▶ Extrait fourni:
Arpenter la rétrospective Charlotte Perriand à la Fondation Louis Vuitton est révélateur : les pièces anciennes n’ont rien à voir avec celles que son éditeur contemporain, Cassina, a fabriquées pour l’occasion. Le modèle est identique mais la façon de l’exécuter diffère. Sujets à controverse, car nombreux au sein de l’exposition, ces tirages servent-ils un but curatorial ou ont-ils des fins commerciales ? Entre politique et argent il n’y a qu’un pas. Chez Vitra, fabricant suisse, il y a un mot d’ordre : Karin Gintz, directrice Home de la marque pour la France, souligne que leur vocation n’est pas de faire « comme à l’époque » mais bien de « fabriquer des produits d’actualité avec les meilleures innovations ». La mission culturelle des musées Vitra (Weil am Rhein, Allemagne) n’est pas la seule : leur politique d’achat de pièces historiques sur le marché vise à « créer des archives et comprendre le génie créatif pour ne pas plagier », comme le souligne Isabelle de Ponfilly, directrice générale de Vitra France. Pour un éditeur, lancer une collection implique des investissements colossaux, toujours en partenariat avec les ayants droit et en consultation avec les experts du marché. Lorsque la collection Jean Prouvé fut lancée en 2001 chez Vitra sous l’égide de sa fille, Catherine Prouvé, le boom que le marché avait connu a aidé l’éditeur mais a aussi inquiété marchands et collectionneurs, pourtant concertés.

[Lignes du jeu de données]

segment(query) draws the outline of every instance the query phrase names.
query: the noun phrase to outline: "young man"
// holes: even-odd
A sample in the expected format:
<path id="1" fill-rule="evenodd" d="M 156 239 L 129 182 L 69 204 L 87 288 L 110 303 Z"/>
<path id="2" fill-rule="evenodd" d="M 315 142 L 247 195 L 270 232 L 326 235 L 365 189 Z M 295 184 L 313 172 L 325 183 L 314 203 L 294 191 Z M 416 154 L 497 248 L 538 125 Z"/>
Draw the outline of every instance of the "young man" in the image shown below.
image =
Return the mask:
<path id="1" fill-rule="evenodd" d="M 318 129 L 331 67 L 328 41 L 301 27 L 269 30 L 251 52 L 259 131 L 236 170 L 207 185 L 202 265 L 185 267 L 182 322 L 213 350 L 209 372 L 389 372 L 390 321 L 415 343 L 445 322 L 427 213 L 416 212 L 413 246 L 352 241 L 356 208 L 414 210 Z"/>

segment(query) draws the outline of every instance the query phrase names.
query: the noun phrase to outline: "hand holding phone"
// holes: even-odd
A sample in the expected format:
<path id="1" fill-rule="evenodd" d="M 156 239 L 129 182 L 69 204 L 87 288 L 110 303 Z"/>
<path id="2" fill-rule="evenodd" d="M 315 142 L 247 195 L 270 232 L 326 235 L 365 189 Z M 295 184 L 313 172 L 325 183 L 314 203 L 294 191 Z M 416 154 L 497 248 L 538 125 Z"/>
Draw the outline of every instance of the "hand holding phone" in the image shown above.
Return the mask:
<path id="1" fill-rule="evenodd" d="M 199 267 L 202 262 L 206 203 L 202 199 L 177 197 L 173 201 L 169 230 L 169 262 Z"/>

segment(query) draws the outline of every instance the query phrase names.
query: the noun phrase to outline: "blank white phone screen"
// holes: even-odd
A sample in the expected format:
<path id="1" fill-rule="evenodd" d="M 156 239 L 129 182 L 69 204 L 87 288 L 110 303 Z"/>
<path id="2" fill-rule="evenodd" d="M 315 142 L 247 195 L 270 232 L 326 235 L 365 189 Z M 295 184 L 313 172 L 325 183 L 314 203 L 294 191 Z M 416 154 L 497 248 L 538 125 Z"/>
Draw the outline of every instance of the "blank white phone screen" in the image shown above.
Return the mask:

▶ Consignes:
- A) Répondez à ces questions d'après l'extrait sur les rééditions de mobilier :
(i) Quel éditeur a fabriqué des pièces pour la rétrospective Charlotte Perriand ?
(ii) Dans quelle ville se trouvent les musées Vitra ?
(iii) En quelle année la collection Jean Prouvé a-t-elle été lancée chez Vitra ?
- B) Rédigez la suite de l'extrait sur les rééditions de mobilier, à partir de sa dernière phrase.

▶ Corrigés:
- A)
(i) Cassina.
(ii) Weil am Rhein, en Allemagne.
(iii) En 2001.

- B)
Mais les nuages se sont rapidement dissipés car les technologies employées n’ont rien à voir et les finitions nettes ne trompent pas. « Depuis sa création en 1958, le fauteuil Egg d’Arne Jacobsen est édité par Fritz Hansen et son procédé de fabrication est resté identique », explique Stephen Legue, directeur des ventes France de ce fabricant danois. Si une étiquette – quand elle est présente – permet de dater la pièce, le fait que celle-ci soit toujours éditée par le même fabricant rend les prix sensiblement identiques sur les marchés neufs et anciens alors que la valeur d’une chaise de Prouvé peut largement décupler de l’un à l’autre. Ancienneté et rareté valent argent. Avoir la « bonne édition » est le nerf de la guerre. Les éditions contemporaines, sous contrat avec les designers ou leurs ayants droit, permettent de rétribuer ces derniers à chaque vente, contrairement au second marché qui ne suit ou ne comprend pas toujours les règles du droit de suite établies par l’ADAGP en matière de design.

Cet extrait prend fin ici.